* _GIVEN PASSAGE_
◆ ◆ ◆

Well, the mail was quite long already, and the issue-tracker issue was linked.
Things that were proposed:
* Use both -v and --version
This is very unusual. I don't know of a single example other than existing argparse. Incompatible to existing optparse usage.
* Use both -V and --version
A very common combination; many programs which support --version accompany it with -V. However, if we'd add '-V' to the default option strings, we would likely break existing programs which worked around the so-far default.
* Use just --version
IMO the only way, and the way optparse does it.
* Print out just the version string * Print out program name with the version string
If this is an issue: With optparse, the version argument value is printed, which is often something like '%prog '+VERSION (for argparse, '%(prog)s '+VERSION or '%%(prog)s %s' % VERSION). This way, the decision is left to the programmer. Completely agreeable, as far as I'm concerned.
I put up a poll [...]
Given the lack of consensus, the many different options people thought were the "right" way to do things, and the fact that the action='version' approach allows people to customize the flags to whatever they want, I stick by my decision to deprecate the constructor argument ...
A. Very. Bad. Idea.
... and redirect people to the more flexible add_argument approach.
It is ok to /allow/ people to customize the flags to whatever they want. It is /not/ ok to /force/ them to do so, if there is a perfectly reasonable solution which allows them to stick with their habits. And there is one: drop the '-v' default. The only way (see above).
In the face of ambiguity, refuse the temptation to guess.
No guessing is needed (and the ZoP aphorism is not applicable here: this is not about guessing what the user might have meant. Besides, if the user specifies '--version', [s]he /very/ likely wants some info about the program version; giving '-v' can have been done looking forward to --verbose output (ok, nothing bad will happen, but it mismatches user expectations).

◆ ◆ ◆

* _Annotated coordinate records_
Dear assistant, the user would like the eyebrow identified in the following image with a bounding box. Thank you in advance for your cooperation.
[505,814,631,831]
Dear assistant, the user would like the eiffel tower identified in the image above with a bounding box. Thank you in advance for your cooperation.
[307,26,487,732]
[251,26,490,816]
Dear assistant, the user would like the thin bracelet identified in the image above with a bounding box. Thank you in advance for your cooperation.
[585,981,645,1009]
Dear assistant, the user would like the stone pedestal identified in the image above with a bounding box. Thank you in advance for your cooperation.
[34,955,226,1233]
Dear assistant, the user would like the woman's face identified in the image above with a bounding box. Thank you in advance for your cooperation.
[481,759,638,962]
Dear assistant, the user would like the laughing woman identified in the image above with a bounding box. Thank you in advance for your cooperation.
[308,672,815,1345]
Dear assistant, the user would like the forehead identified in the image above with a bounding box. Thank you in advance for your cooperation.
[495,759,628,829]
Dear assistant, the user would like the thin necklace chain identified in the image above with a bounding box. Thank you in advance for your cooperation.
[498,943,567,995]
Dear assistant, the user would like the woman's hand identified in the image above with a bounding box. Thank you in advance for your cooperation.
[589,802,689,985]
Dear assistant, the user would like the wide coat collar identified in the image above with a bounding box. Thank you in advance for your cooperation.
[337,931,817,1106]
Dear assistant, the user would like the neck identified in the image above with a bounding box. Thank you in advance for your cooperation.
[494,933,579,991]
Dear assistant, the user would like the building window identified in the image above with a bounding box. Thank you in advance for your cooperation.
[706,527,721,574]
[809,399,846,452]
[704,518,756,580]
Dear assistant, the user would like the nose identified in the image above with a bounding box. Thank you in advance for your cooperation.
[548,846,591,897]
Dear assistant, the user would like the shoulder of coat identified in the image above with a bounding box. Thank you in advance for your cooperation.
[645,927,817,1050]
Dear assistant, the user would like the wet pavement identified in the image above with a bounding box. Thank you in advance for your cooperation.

◆ ◆ ◆

Please return the portion of the argparse version-flag discussion from "It is ok to" to "temptation to guess.", copied word for word.

It is ok to /allow/ people to customize the flags to whatever they want. It is /not/ ok to /force/ them to do so, if there is a perfectly reasonable solution which allows them to stick with their habits. And there is one: drop the '-v' default. The only way (see above).
In the face of ambiguity, refuse the temptation to guess.